Work to complete
Print verbatim the lines of the data below, from the line containing "Box the turbine nacelle shown above." up to and including the line containing "[55,365,208,386]".
— begin Exercise input —
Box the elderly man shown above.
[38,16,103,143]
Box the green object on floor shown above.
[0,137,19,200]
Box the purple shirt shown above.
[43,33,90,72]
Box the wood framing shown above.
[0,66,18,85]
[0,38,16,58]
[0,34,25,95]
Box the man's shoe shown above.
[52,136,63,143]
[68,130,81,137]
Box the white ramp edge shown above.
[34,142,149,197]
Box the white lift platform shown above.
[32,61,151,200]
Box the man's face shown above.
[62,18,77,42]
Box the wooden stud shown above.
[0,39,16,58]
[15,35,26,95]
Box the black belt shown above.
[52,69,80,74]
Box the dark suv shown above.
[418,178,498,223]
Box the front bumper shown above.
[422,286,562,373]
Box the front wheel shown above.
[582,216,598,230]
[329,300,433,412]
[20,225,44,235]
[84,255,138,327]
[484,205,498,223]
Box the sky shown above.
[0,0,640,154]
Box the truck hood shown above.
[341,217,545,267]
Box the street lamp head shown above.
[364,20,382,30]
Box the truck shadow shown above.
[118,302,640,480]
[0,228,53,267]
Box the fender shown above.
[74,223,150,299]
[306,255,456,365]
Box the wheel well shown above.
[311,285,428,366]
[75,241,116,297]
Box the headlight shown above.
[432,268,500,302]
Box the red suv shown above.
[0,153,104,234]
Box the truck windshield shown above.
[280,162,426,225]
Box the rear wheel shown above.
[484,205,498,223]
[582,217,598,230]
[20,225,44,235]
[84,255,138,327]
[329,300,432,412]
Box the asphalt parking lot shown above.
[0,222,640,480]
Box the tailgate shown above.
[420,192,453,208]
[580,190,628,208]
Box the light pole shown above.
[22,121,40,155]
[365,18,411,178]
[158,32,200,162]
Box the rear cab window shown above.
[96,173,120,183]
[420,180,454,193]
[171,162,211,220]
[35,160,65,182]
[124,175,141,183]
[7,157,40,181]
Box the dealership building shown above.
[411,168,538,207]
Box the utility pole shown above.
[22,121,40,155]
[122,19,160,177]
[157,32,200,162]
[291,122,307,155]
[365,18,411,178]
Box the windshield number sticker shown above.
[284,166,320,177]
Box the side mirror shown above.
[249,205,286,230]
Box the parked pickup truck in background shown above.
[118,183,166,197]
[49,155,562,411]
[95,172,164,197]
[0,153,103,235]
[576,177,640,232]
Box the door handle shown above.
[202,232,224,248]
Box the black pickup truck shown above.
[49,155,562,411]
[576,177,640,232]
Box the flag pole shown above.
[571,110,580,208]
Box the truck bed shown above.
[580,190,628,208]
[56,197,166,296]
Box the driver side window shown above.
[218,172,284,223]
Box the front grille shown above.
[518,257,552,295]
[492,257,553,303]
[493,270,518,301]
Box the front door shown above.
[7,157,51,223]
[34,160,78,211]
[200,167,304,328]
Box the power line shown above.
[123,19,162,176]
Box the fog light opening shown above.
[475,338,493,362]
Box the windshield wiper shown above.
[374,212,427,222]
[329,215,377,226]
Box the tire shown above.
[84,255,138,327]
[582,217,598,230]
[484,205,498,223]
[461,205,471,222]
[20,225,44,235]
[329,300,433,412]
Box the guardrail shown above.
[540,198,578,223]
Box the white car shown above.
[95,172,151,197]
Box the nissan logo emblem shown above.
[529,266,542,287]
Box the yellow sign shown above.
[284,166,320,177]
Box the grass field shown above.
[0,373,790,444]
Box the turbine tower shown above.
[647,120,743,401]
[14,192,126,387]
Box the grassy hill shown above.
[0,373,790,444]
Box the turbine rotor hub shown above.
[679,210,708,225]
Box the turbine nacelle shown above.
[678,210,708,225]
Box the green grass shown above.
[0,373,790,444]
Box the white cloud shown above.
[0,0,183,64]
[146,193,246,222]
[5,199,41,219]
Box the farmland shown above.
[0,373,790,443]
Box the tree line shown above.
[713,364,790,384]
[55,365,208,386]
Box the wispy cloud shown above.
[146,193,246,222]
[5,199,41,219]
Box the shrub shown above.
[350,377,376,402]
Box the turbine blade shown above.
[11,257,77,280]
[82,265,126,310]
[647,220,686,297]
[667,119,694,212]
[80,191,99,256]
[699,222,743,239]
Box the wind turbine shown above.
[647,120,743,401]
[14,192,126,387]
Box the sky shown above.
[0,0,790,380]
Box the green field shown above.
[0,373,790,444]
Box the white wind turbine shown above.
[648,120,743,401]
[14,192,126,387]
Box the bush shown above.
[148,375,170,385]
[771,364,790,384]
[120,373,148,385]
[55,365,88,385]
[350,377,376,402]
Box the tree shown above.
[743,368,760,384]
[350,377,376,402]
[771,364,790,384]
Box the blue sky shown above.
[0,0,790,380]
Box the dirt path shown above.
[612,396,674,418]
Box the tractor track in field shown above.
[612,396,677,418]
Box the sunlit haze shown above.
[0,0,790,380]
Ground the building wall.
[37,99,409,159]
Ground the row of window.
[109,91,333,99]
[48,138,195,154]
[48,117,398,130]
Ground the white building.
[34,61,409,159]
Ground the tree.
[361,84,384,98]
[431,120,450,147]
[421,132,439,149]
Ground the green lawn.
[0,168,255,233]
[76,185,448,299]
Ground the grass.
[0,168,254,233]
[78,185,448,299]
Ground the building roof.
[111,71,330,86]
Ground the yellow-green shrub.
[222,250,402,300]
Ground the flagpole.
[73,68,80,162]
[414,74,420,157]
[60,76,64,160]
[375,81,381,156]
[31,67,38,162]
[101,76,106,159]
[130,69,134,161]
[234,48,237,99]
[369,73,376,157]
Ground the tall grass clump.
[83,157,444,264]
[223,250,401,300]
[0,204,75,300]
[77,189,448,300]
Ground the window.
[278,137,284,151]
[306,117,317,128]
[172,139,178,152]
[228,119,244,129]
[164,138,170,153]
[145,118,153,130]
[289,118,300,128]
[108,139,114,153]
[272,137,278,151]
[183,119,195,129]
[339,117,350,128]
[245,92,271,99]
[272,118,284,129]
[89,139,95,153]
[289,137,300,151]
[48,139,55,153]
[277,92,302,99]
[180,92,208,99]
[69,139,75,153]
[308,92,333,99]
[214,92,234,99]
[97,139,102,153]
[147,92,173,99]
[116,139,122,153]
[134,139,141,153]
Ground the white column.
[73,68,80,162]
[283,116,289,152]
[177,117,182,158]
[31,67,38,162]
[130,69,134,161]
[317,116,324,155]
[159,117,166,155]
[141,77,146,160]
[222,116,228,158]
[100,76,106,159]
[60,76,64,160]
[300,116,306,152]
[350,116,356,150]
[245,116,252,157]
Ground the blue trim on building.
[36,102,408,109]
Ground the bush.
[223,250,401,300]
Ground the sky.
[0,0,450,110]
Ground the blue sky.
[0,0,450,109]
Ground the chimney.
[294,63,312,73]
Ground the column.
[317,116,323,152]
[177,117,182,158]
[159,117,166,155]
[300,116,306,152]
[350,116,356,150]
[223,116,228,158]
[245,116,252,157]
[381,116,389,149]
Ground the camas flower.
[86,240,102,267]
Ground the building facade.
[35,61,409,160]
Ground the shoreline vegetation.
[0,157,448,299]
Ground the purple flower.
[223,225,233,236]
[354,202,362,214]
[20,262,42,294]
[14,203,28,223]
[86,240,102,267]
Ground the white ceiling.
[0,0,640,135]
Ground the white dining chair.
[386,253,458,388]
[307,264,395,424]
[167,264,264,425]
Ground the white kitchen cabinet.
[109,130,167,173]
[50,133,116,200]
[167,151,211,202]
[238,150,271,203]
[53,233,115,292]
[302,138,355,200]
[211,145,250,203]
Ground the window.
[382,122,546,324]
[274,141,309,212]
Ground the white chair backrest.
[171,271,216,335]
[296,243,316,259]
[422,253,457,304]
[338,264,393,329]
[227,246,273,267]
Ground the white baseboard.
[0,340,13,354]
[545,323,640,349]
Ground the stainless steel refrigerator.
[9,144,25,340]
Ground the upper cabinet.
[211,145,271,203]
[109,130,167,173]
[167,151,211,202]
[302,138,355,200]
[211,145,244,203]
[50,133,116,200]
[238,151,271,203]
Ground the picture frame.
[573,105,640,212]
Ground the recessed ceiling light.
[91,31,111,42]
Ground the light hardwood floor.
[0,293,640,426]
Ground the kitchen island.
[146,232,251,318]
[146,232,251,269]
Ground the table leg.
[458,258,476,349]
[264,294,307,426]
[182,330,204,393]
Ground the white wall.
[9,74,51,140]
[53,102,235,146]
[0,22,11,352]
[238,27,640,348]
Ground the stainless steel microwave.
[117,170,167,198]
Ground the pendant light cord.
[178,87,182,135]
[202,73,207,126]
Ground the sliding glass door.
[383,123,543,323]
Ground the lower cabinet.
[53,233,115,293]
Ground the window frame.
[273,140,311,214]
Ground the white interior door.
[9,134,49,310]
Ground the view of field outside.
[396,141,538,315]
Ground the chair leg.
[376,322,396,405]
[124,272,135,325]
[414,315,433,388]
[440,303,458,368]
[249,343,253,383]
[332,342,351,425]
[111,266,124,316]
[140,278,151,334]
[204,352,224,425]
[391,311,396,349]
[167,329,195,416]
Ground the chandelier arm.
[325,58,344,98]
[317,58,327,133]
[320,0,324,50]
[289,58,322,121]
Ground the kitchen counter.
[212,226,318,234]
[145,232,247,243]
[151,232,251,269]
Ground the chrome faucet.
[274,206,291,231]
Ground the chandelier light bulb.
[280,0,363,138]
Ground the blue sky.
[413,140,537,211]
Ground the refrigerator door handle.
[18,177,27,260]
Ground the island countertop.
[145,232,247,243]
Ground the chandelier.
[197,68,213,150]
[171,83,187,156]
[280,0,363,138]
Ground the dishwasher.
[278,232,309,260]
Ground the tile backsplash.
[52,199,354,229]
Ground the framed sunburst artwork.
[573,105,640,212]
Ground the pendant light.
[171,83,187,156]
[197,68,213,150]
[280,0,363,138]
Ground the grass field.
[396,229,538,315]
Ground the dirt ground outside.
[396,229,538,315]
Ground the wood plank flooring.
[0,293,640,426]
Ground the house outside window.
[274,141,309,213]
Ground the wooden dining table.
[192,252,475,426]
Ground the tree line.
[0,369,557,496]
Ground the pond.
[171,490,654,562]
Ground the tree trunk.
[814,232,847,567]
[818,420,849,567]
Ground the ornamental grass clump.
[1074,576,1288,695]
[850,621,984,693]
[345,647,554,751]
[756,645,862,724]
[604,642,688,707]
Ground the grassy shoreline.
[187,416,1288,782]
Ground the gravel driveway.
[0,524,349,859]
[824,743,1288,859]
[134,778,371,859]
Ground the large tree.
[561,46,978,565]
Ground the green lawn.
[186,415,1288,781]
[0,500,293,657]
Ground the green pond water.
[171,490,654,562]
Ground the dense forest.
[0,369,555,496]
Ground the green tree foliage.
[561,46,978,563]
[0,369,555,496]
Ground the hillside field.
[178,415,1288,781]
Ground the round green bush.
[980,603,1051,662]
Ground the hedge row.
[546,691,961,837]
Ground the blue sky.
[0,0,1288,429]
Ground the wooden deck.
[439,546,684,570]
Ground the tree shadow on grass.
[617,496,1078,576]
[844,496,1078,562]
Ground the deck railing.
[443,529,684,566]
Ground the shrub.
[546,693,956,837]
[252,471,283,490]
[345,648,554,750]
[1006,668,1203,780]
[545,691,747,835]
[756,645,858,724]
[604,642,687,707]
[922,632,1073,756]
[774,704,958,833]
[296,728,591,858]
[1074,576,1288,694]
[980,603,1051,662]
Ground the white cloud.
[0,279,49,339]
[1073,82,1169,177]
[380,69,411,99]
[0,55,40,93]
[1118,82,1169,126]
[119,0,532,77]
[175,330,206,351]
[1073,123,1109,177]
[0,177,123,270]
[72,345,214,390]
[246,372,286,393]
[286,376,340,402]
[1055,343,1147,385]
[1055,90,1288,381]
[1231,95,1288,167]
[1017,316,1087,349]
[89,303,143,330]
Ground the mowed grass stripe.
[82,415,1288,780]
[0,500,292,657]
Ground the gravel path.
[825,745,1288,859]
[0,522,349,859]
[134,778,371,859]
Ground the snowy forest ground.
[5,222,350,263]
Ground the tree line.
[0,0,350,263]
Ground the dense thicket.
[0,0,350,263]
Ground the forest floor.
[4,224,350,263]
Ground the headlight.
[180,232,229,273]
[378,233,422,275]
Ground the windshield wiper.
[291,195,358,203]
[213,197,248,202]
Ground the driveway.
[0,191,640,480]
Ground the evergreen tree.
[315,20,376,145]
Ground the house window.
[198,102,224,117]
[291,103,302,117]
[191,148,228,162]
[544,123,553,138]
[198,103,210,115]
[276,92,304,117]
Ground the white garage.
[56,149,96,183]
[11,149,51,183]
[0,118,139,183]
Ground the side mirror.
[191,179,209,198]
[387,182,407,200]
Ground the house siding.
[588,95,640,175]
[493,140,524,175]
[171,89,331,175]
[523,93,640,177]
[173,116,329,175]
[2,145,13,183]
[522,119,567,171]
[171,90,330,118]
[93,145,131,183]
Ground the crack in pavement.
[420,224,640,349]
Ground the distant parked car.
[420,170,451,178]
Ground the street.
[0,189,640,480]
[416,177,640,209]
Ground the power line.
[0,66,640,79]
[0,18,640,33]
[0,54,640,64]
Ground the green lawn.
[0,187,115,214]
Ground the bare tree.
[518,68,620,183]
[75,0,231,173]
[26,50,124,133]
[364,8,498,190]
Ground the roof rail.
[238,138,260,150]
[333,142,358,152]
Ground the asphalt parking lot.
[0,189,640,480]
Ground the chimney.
— end Exercise input —
Complete output
Box the turbine nacelle shown above.
[678,210,708,225]
Box the green grass shown above.
[0,373,790,444]
Box the white cloud shown above.
[0,0,183,64]
[146,193,246,222]
[5,199,41,219]
Box the farmland shown above.
[0,373,790,443]
Box the tree line shown above.
[713,364,790,384]
[55,365,208,386]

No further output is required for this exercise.